── Reading passage ──

For at least the past decade, many commentators have criticized the Chinese government’s lack of action to rein in outsized activity in its all-important real estate sector. Last year, China’s policymakers finally did something about it, leading some to wonder if they may have gone too far. Consensus is now bearish overall, split between those who believe the sector might stabilize soon and those who think otherwise. I am in the former (minority) camp.
I believe the stimuli injected so far — mortgage rates and lending, monetary policy, pledged supplementary lending (PSL), and targeted assistance to property developers — should help the real estate market and put a floor on risk. Easy financial conditions and lower interest rates are already starting to spur demand. (Indeed, mortgage rates in China are now lower than in the US.) Stabilization of the real estate sector would enable a return of confidence, paving the way for a potential economic rebound.
Inflation is not an issue for China today, nor do I suspect it will be for a long time to come. In fact, I think China’s inflation is sufficiently well-anchored that even if it were to rise slightly (as it might), it would still not create much of a headwind for the economy.
Chinese core inflation is below 1% as of this writing, while the country’s low level of domestic demand and an absence of direct income support to consumers have kept the commodity price surge from impacting headline inflation to the same degree as in developed nations. Mild inflationary pressures should allow both fiscal and monetary policy easing to continue through much of 2023. Moreover, one silver lining of zero-COVID has been to suppress demand more than enough to prevent a widespread inflation problem from emerging.
For the first two years of the pandemic, China’s zero-COVID policy was very effective in minimizing the number of infections and case counts, while maximizing the country’s economic output — until the Omicron variant appeared in late 2021. From that point on, maintaining the policy began to take a heavy toll on the economy. In light of this major trade-off, it became increasingly clear to China’s government that adhering to its current policy stance was more or less incompatible with its economic and social objectives.

───
── Excerpted records ──

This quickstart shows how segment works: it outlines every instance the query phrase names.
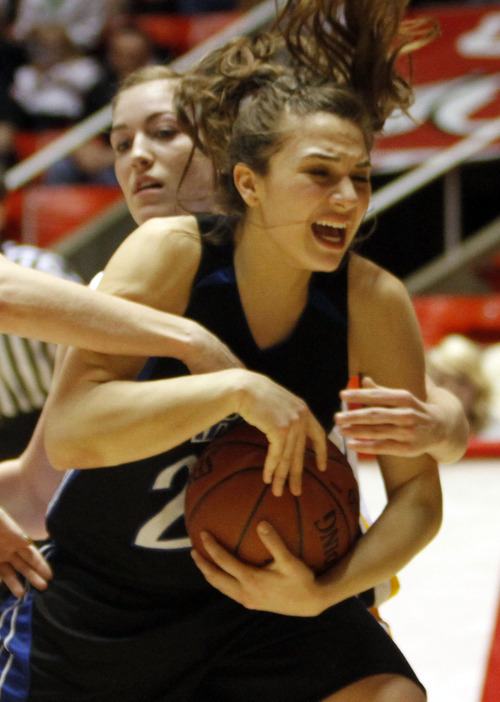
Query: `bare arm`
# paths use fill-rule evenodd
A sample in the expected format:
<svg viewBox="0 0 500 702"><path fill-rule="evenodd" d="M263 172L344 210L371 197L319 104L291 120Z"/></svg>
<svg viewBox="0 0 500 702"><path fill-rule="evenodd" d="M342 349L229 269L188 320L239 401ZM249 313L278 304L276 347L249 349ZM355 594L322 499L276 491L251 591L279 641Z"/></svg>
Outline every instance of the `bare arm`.
<svg viewBox="0 0 500 702"><path fill-rule="evenodd" d="M183 314L200 253L194 218L149 220L112 257L101 286ZM45 439L56 468L139 460L235 412L269 438L264 475L276 492L288 471L293 489L300 490L306 436L316 445L320 467L325 466L325 436L317 420L302 400L265 376L233 369L137 383L143 362L141 357L68 352L48 403Z"/></svg>
<svg viewBox="0 0 500 702"><path fill-rule="evenodd" d="M101 353L173 356L192 372L241 366L196 322L23 268L2 255L0 329Z"/></svg>
<svg viewBox="0 0 500 702"><path fill-rule="evenodd" d="M403 286L368 262L354 259L349 280L349 349L352 374L368 374L387 387L425 397L423 349L413 307ZM274 557L264 569L233 558L213 539L205 543L217 563L194 558L207 580L251 609L314 616L391 577L436 535L441 489L428 455L379 458L388 502L352 550L315 577L263 524L260 536Z"/></svg>
<svg viewBox="0 0 500 702"><path fill-rule="evenodd" d="M469 426L461 402L426 376L427 399L408 390L377 385L364 377L360 389L341 398L362 405L335 415L340 433L354 451L393 456L428 453L441 463L460 460L467 448Z"/></svg>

───

● Explore the material
1: According to the commentary on China's economy, where did China's core inflation stand at the time of writing?
2: Resume the commentary on China's economy, starting after its last sentence.
The records are separate material and have no connection to the commentary on China's economy.

● Responses for each task
1: It was below 1%.

2:
In November 2022, pandemic containment measures — lockdowns, isolation, contact tracing — were overwhelmed by a large number of infections. This forced China toward a policy shift, easing restrictions even as case counts rose and accelerating vaccination rates for vulnerable populations. However, the virus spread much faster than anyone (including most epidemiologists) expected. By the first week of January, some provinces and most tier-one cities reported that between 70% and 90% of residents had already experienced COVID. Shortly thereafter, the government liberalized international travel and reopened China’s borders for quarantine-free travel.
While the surge in cases did put an enormous burden on China’s health care system, both empirically and anecdotally, the COVID fatality rate has remained low relative to the global pandemic waves of 2020 and 2021. Notably, so-called “hybrid immunity” is being achieved much faster and with much less disruption than anyone anticipated. As a result, I believe economic and other activity is likely to fully resume by the end of the first quarter of 2023. The markets, meanwhile, are already looking toward this eventual “renormalization.”